→ **Task details**
Once you reach the line containing "Target: teal painted wall", write out that line and every remaining line of the records exactly.

→ **Records for the exercise**
-- Opening Marker --

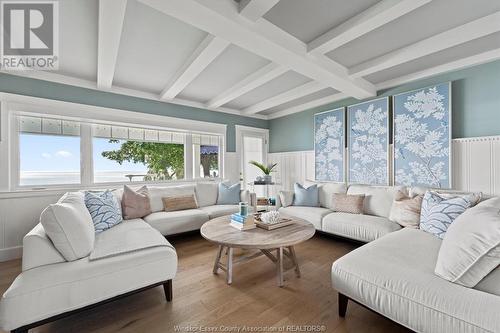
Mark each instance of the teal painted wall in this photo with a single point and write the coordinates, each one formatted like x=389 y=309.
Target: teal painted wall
x=44 y=89
x=475 y=108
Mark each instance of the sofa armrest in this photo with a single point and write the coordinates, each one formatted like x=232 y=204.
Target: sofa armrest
x=38 y=249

-- Closing Marker --

→ **Exercise response**
Target: teal painted wall
x=44 y=89
x=475 y=108
Mark each instance of the sofa armrest in this photo with a single point and write the coordinates, each one formatted like x=232 y=204.
Target: sofa armrest
x=38 y=249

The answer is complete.